• Stated goal:
The required output consists solely of the lines from the line containing "Exercise. Put one point on every instance of the hood" through the end of the records, copied exactly.
==*==
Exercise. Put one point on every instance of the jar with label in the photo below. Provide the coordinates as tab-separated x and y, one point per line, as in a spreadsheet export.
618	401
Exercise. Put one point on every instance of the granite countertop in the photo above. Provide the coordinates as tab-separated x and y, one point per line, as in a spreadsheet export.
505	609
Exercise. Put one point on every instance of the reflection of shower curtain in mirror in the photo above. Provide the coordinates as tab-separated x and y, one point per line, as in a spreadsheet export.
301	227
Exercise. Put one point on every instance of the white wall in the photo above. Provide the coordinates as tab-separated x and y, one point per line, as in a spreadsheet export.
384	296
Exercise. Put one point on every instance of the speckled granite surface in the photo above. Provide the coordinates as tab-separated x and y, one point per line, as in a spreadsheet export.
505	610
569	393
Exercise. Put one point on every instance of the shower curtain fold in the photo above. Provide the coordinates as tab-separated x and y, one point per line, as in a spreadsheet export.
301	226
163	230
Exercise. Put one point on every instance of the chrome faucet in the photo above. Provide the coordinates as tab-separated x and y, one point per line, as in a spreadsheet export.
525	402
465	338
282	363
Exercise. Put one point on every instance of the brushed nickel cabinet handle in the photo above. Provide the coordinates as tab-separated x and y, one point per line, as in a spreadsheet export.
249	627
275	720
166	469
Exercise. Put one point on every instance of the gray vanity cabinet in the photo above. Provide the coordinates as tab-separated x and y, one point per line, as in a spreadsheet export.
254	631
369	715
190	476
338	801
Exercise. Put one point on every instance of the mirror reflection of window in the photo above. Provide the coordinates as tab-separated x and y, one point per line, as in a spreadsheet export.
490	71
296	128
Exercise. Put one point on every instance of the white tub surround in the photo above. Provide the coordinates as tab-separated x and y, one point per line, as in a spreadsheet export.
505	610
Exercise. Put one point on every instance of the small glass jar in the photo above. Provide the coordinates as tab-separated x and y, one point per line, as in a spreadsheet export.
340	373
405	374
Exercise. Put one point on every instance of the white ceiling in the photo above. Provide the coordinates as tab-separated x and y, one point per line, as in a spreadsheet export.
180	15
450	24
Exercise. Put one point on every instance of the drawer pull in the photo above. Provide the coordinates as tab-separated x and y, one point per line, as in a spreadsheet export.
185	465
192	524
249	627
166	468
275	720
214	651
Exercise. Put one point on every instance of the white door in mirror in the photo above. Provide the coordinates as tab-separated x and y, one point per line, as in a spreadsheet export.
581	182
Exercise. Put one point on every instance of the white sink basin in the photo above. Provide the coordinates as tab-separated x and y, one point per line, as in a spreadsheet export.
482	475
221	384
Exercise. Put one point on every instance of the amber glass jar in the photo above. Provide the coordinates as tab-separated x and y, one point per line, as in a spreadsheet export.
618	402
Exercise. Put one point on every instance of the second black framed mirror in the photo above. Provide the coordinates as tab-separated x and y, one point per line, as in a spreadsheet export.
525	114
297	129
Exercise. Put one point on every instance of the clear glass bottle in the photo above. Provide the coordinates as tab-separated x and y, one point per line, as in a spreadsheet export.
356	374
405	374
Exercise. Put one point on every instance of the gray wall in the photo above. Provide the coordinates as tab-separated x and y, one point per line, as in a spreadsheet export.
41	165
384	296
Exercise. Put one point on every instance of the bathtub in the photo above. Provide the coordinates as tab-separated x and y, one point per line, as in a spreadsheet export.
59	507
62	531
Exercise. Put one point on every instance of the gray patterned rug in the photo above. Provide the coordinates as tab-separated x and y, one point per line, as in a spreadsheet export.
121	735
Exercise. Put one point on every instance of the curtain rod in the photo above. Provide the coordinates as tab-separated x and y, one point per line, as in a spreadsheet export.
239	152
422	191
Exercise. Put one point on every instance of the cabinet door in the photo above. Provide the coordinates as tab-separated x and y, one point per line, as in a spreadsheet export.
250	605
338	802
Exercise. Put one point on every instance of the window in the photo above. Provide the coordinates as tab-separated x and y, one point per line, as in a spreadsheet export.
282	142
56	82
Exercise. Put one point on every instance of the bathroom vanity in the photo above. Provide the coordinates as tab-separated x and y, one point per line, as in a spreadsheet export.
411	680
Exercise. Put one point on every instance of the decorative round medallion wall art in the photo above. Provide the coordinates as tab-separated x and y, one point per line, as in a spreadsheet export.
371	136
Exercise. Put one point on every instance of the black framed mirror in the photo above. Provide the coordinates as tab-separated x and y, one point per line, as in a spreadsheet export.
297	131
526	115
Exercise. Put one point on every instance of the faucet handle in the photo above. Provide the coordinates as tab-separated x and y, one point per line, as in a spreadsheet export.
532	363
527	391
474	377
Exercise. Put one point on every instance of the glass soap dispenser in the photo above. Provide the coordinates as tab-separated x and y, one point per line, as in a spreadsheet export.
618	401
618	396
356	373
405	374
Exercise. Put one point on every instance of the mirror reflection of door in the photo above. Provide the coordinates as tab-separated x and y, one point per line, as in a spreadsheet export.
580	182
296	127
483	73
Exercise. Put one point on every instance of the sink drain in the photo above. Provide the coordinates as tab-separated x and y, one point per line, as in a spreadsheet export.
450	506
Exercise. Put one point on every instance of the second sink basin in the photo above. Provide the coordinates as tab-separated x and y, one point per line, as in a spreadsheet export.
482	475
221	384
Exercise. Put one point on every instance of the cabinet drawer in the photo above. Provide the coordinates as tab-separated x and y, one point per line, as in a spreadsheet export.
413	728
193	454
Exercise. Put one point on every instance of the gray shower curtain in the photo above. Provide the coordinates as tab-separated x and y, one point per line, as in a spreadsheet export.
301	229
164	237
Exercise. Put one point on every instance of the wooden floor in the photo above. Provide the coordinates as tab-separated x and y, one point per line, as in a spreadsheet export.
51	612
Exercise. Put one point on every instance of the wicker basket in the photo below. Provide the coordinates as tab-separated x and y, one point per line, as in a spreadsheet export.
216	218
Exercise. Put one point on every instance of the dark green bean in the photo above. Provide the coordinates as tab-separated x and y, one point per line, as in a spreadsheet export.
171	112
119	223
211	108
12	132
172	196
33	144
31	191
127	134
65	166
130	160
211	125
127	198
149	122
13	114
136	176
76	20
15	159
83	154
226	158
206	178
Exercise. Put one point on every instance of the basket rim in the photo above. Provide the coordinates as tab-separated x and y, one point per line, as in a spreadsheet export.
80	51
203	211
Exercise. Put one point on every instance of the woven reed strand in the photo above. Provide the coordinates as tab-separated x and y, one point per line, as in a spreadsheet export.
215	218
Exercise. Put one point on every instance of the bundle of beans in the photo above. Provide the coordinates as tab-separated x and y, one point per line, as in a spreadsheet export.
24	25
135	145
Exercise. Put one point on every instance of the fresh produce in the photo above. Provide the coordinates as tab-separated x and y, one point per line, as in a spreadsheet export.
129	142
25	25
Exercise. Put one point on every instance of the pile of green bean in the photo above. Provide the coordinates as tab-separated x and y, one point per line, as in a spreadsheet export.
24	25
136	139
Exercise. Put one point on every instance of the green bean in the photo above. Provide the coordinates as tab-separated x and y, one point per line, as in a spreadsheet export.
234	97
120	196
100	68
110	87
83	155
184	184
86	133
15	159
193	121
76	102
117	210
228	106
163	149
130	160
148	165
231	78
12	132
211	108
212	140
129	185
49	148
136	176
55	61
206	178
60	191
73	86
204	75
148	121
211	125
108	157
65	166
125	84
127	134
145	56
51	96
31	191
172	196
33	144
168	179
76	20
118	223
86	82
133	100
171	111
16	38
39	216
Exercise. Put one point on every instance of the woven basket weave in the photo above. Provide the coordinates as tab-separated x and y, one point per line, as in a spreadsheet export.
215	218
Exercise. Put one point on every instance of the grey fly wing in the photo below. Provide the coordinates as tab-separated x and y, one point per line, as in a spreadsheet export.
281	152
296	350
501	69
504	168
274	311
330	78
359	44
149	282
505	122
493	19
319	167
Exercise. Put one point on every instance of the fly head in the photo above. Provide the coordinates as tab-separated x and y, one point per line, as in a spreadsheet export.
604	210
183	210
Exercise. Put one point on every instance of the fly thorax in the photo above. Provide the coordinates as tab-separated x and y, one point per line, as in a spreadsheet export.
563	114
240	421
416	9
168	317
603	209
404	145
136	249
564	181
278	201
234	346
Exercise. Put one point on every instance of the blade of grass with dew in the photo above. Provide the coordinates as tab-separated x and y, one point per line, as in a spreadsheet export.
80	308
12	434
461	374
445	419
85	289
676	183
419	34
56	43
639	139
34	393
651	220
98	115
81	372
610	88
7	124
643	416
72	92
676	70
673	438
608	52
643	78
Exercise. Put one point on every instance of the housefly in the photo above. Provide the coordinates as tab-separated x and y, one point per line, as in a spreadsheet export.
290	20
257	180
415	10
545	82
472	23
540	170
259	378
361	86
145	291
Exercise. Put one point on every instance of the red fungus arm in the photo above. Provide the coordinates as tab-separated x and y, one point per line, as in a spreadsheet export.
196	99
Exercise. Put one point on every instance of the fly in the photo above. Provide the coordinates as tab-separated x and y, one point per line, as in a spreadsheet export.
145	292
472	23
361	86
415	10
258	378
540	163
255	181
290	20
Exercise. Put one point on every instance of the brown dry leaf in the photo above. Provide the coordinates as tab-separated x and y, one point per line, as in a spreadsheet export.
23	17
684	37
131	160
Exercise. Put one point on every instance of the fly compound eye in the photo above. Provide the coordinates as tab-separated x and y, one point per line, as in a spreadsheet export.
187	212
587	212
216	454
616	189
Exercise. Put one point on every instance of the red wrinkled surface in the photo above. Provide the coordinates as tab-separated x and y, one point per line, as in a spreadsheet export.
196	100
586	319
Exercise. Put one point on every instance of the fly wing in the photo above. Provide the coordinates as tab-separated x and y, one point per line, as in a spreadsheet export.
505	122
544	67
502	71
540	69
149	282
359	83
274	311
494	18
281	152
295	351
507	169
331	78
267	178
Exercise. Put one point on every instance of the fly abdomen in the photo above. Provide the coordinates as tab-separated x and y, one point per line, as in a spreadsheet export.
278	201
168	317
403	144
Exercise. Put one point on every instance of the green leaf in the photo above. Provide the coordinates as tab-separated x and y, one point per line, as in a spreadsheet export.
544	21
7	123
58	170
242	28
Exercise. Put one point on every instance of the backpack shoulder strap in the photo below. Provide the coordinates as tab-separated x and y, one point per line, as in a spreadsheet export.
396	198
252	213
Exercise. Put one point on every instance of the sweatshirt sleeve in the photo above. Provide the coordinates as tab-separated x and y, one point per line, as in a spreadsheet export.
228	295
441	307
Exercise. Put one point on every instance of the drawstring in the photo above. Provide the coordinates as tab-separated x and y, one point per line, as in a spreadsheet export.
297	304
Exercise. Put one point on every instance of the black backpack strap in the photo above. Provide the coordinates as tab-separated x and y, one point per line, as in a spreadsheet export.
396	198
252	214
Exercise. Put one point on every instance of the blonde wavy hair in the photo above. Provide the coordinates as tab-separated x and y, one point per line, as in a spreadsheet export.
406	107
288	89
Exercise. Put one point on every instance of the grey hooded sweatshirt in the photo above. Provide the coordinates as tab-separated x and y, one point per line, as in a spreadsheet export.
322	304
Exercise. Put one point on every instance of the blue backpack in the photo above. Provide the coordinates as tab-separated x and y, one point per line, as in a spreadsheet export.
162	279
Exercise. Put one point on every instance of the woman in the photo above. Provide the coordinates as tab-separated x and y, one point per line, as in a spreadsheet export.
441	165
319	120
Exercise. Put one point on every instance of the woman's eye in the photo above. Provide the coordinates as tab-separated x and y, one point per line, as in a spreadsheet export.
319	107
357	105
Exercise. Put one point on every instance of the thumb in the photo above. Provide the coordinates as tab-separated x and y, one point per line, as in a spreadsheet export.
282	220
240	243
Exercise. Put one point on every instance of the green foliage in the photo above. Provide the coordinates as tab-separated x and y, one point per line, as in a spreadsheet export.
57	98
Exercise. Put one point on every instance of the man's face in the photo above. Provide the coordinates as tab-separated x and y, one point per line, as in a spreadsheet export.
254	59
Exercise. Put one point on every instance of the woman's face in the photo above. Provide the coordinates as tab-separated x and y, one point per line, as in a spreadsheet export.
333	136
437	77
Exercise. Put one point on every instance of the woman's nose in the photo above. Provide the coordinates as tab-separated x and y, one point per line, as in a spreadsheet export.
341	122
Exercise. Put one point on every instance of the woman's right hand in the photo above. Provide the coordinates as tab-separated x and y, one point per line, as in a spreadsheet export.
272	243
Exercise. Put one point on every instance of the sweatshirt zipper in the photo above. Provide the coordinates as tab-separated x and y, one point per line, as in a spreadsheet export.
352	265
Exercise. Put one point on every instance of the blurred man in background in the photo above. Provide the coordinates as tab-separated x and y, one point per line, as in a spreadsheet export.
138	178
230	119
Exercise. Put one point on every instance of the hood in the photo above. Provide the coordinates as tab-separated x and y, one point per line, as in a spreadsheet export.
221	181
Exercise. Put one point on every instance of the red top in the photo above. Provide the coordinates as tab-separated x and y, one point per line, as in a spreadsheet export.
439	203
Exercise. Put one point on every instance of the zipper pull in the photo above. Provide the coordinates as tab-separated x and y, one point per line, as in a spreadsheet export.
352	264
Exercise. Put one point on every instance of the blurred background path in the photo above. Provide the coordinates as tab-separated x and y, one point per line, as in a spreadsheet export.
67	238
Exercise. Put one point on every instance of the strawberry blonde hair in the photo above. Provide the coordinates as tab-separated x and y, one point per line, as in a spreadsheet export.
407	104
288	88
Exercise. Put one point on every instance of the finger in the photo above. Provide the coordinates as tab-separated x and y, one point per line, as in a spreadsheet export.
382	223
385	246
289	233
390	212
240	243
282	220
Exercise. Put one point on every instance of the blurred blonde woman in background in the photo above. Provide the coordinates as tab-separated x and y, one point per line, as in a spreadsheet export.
==*==
• Correct answer:
Exercise. Put one point on every instance of the hood in the photo above. Provide the coordinates as tab-separated x and y, one point per line, as in a spreadsheet export.
221	181
Exercise. Put one point on every instance of the red top in the photo above. Provide the coordinates as tab-separated x and y, one point per line, as in a spreadsheet export.
439	203
Exercise. Put one point on every instance of the zipper pull in the photo above. Provide the coordinates as tab-separated x and y, one point per line, as in a spreadsheet export.
352	264
Exercise. Put one point on every instance of the blurred background path in the photo above. Provide the coordinates as tab-separated x and y, one point per line, as in a spreadsheet export.
67	238
Exercise. Put one point on every instance of the strawberry blonde hair in the photo above. Provide the coordinates as tab-separated x and y, one point per line, as in a spreadsheet export.
407	104
288	88
Exercise. Put one point on every instance of the finger in the photo above. Provide the coordinates as tab-separated x and y, one point per line, as in a spreadsheet export.
382	223
385	246
289	233
390	212
240	243
282	220
Exercise. Put one point on every instance of the blurred blonde woman in background in the photo above. Provide the coordinates as tab-separated x and y, one point per line, as in a spreadsheet export.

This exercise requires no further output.